START READING TEXT
# Frogs & Toads > Aquatic Clawed Frogs >  feeding adults - how many times a week?

## arianwin

My two african clawed frogs are about 1 and half years old. And I used to feed them every other day. However one of them refuses to eat. He has no signs of illness and isnt that much smaller than the other. Im wondering if it because im feeding them too much? 
How long would you leave feeding for adult clawed frogs? The other one eats perfectly every time I feed him without fail (frozen foods) the other does not, he only feeds on occasion! 
Any advice/help would be wonderful!

----------


## Michael

> My two african clawed frogs are about 1 and half years old. And I used to feed them every other day. However one of them refuses to eat. He has no signs of illness and isnt that much smaller than the other. Im wondering if it because im feeding them too much? 
> How long would you leave feeding for adult clawed frogs? The other one eats perfectly every time I feed him without fail (frozen foods) the other does not, he only feeds on occasion!
END READING TEXT
START ROWS
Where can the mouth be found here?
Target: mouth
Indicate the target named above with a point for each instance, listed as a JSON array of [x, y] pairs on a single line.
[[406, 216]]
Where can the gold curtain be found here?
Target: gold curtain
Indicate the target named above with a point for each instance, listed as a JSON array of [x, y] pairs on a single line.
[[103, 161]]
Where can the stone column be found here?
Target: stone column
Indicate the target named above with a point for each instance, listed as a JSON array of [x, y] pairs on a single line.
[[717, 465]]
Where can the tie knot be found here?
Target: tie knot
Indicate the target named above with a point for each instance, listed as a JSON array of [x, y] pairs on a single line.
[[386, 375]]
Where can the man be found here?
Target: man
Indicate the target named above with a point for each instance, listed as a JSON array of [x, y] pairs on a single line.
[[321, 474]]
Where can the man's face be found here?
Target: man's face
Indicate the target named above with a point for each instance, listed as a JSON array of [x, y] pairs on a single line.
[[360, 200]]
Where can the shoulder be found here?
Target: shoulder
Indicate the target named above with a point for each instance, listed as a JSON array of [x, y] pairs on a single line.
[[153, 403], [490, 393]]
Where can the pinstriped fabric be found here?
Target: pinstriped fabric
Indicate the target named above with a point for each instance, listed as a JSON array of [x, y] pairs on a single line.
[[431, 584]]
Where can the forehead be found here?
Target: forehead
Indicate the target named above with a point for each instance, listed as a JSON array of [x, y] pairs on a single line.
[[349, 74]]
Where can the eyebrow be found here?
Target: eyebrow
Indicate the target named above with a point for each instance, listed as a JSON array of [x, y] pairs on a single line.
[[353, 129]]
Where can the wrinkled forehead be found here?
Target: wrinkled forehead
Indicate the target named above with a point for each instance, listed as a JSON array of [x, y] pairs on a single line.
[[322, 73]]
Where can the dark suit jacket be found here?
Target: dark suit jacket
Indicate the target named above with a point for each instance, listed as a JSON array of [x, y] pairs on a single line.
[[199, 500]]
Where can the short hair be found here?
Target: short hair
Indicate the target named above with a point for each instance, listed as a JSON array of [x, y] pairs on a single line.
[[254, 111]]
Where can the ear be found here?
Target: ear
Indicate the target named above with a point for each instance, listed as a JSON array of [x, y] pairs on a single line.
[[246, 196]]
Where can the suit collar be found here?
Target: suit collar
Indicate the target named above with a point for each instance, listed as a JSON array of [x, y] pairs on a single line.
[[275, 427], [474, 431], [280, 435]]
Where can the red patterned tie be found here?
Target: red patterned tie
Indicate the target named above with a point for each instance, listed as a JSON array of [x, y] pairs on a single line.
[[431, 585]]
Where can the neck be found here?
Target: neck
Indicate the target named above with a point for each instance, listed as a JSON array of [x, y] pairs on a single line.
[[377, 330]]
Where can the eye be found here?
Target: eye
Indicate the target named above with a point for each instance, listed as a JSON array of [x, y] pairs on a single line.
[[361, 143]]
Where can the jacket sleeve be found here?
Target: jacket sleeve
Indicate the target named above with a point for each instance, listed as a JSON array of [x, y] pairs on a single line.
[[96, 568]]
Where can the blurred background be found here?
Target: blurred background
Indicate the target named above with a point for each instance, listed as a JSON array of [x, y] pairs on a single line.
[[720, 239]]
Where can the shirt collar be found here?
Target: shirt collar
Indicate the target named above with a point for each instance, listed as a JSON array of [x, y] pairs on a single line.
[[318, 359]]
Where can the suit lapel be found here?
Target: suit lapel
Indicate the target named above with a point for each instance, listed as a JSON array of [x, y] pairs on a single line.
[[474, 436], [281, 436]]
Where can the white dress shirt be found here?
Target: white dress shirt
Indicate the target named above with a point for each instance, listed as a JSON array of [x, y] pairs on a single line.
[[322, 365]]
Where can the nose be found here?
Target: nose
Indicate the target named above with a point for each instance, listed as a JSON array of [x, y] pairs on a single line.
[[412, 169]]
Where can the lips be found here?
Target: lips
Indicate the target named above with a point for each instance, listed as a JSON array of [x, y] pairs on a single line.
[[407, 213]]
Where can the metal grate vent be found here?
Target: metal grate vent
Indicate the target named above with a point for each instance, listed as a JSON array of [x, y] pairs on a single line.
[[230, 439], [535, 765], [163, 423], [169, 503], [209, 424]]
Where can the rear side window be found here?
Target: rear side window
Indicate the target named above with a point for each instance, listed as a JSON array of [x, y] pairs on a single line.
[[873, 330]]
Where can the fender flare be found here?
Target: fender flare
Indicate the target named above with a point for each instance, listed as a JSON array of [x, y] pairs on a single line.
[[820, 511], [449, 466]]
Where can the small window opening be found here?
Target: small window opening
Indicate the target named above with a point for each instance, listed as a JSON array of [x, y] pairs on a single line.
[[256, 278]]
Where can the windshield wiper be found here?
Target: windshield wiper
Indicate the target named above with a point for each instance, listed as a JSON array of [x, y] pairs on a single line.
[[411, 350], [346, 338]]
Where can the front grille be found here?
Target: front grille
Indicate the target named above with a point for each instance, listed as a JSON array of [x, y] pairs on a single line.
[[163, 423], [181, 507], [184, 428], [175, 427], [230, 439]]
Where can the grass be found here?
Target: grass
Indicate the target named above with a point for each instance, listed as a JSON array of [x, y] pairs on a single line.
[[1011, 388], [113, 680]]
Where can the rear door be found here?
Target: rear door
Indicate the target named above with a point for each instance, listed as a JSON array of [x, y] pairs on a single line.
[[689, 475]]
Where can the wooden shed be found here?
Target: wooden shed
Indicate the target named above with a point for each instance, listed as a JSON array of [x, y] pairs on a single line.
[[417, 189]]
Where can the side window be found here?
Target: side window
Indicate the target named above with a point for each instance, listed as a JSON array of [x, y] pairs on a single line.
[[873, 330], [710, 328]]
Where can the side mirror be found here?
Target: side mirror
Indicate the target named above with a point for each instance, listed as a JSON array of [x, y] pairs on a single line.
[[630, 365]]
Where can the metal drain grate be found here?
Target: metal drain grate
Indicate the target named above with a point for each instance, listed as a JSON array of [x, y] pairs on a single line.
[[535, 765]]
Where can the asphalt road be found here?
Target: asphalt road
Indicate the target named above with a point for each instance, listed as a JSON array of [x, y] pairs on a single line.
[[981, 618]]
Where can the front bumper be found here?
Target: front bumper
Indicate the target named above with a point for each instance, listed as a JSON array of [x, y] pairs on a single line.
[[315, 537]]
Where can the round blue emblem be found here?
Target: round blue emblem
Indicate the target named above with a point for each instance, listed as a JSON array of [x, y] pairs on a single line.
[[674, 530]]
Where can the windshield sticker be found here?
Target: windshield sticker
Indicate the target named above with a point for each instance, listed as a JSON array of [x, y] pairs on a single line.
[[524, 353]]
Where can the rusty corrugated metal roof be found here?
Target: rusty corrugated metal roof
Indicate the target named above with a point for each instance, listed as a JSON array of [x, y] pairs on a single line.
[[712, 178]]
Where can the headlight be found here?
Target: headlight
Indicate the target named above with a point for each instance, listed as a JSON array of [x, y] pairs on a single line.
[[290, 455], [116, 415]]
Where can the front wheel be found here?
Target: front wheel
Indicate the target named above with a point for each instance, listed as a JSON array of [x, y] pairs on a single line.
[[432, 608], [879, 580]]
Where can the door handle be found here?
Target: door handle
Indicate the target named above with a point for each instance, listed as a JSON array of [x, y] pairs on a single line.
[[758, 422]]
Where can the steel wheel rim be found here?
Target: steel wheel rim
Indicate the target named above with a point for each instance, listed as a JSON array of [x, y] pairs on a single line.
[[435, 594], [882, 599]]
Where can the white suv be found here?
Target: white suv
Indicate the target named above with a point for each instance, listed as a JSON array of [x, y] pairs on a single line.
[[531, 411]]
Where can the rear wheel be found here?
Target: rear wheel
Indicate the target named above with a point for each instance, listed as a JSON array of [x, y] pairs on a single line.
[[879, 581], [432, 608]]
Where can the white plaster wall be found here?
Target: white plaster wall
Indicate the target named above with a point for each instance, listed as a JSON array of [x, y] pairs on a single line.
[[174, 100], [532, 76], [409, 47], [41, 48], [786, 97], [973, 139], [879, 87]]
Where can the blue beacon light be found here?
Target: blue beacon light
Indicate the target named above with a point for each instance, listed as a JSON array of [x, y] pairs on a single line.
END ROWS
§ PARTS OF THE EXERCISE:
1. In the clawed frog feeding thread, how old are the two frogs?
2. Supply the next part of the forum thread on feeding adult clawed frogs, picking up after its final sentence.

§ TASK RESPONSES:
1. About one and a half years old.

2.
> Any advice/help would be wonderful!


I had a frog that for a few months just was not interested in eating but she went back to normal. I think it is normal, so I wouldn't worry so long as your frog does not become lethargic and begins to lose a lot of weight.

As far as feeding, I feed my female frogs 2 large nightcrawlers per week. My male (whom is quite small compared to the females) gets 1/2 a nightcrawler twice a week. I will give my frogs reptomin here and there, no real rhyme or reason though, just when I feel like it.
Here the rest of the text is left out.